STUDY TEXT Start Marker

Review: There's no denying it; Gaddis's JR is a hard book to get into. But once you've got into it, it's even harder to get out of. For a book that takes place entirely during the first half of a school year someplace on Long Island during the 70's, the diversity of characters, situations, and social circles is staggering. Characters include foul mouthed and foul minded sixth graders, failed intellectuals/alcoholics hiding out as school teachers, attorneys both earnest and corrupt, mid-level corporate bureaucrats, vicious corporate power brokers -- and that's only a partial catalog. As for the situations, just imagine the above types thrown against each other as a result of a sequence of wild, hilarious but ultimately plausible securities manipulations, and the end result is a portrait of our society in all its breadth and depth, with no wart unexamined. The book is as funny as it is frightening, especially considering how prophetic it is. Although the corporate vogue of the seventies was diversified conglomerates, Gaddis saw beyond that to the leveraged buyout schemes, vulture capitalism, and downsizing of the 80s and 90s. But it's not just a book about the culture of business; it's also about the business of culture. Gaddis makes composers, novelists, painters indirect accomplices in his comedy of horrors, despite their intentions and asprirations. But enough description; just read it, read it, read it.

Rating: 5 stars
Summary: American Masterpiece
Review: William Gaddis, who died in 1998, wrote experimental behemoth-sized novels about the breakdown of authenticity in post-50's America. His first novel, the 900 page "The Recognitions", is about a young painter who discovers he can make more money selling copies of old master paintings, than he can making original ones. Slowly, he begins to disappear (literally) in the novel, and becomes only known as 'him'.

"JR", his second novel, is comprised of nothing more than voices- shouted, murmured, blundered out by a myriad of memorable characters. The only thing that separates the voices is the dash infront of the text, which is attributed to a particular character. However, the objective voice (Gaddis) makes rare and beautiful entrances, slipping into the incessant talking- and narrative time and space is 'adjusted' or 'deciphered'.

STUDY TEXT End Marker

◆ **PROMPT 1**
In what year did William Gaddis die, according to the JR reviews?
◆ **PROMPT 2**
List the kinds of characters the JR reviews name as part of the novel's cast.
You won't need the rows for this.

INFORMATION GIVEN Start Marker

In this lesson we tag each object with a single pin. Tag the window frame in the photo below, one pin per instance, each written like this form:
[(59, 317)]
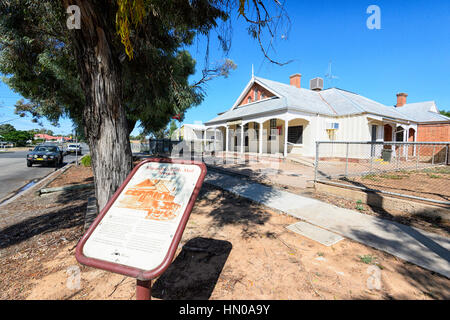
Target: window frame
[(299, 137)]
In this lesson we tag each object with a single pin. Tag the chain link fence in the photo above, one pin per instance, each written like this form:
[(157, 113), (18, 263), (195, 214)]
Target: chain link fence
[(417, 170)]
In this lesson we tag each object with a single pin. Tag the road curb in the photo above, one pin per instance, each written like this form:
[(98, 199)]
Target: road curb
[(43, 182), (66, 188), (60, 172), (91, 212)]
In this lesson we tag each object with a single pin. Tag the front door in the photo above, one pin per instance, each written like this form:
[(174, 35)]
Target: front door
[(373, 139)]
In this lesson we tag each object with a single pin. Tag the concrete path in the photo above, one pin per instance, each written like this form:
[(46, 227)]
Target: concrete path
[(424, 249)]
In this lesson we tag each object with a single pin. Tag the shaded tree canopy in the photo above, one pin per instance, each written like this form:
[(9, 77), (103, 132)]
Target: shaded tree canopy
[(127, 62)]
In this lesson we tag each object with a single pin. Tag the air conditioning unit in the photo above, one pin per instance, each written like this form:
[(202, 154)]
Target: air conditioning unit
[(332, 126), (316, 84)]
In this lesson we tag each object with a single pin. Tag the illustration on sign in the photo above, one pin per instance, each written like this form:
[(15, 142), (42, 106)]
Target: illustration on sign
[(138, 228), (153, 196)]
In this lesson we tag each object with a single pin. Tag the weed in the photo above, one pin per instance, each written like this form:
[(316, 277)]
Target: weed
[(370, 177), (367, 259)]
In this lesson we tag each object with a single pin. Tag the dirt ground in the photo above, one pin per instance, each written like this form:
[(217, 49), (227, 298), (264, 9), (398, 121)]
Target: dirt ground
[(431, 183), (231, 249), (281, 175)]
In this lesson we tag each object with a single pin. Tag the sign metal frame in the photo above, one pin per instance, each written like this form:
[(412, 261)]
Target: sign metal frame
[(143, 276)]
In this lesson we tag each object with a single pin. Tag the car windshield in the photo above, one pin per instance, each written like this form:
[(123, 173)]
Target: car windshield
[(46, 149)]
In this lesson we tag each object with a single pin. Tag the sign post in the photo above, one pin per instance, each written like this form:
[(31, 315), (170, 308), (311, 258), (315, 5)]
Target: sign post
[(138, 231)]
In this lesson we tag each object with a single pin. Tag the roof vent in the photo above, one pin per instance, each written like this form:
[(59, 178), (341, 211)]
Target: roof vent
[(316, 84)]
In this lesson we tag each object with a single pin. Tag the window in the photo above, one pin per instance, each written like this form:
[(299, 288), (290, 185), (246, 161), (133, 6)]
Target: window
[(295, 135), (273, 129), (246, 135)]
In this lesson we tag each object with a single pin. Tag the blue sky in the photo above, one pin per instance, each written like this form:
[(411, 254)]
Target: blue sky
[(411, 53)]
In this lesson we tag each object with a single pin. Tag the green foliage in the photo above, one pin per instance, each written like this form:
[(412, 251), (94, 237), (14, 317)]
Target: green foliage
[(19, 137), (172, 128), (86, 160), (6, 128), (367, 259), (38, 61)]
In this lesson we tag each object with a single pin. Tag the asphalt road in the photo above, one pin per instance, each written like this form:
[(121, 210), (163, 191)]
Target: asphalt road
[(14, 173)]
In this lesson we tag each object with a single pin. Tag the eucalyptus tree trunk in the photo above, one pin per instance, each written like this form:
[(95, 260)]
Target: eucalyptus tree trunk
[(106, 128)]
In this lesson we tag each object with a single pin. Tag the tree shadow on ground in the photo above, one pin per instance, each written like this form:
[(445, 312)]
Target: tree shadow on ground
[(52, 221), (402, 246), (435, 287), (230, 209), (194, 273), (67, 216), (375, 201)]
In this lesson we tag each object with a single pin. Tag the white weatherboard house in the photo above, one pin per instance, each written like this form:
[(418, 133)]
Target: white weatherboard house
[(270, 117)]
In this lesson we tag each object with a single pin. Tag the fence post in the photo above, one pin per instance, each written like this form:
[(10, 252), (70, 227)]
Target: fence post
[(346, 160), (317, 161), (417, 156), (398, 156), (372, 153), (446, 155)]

INFORMATION GIVEN End Marker

◆ **RESPONSE 1**
1998

◆ **RESPONSE 2**
- Foul-mouthed and foul-minded sixth graders
- Failed intellectuals/alcoholics hiding out as school teachers
- Attorneys both earnest and corrupt
- Mid-level corporate bureaucrats
- Vicious corporate power brokers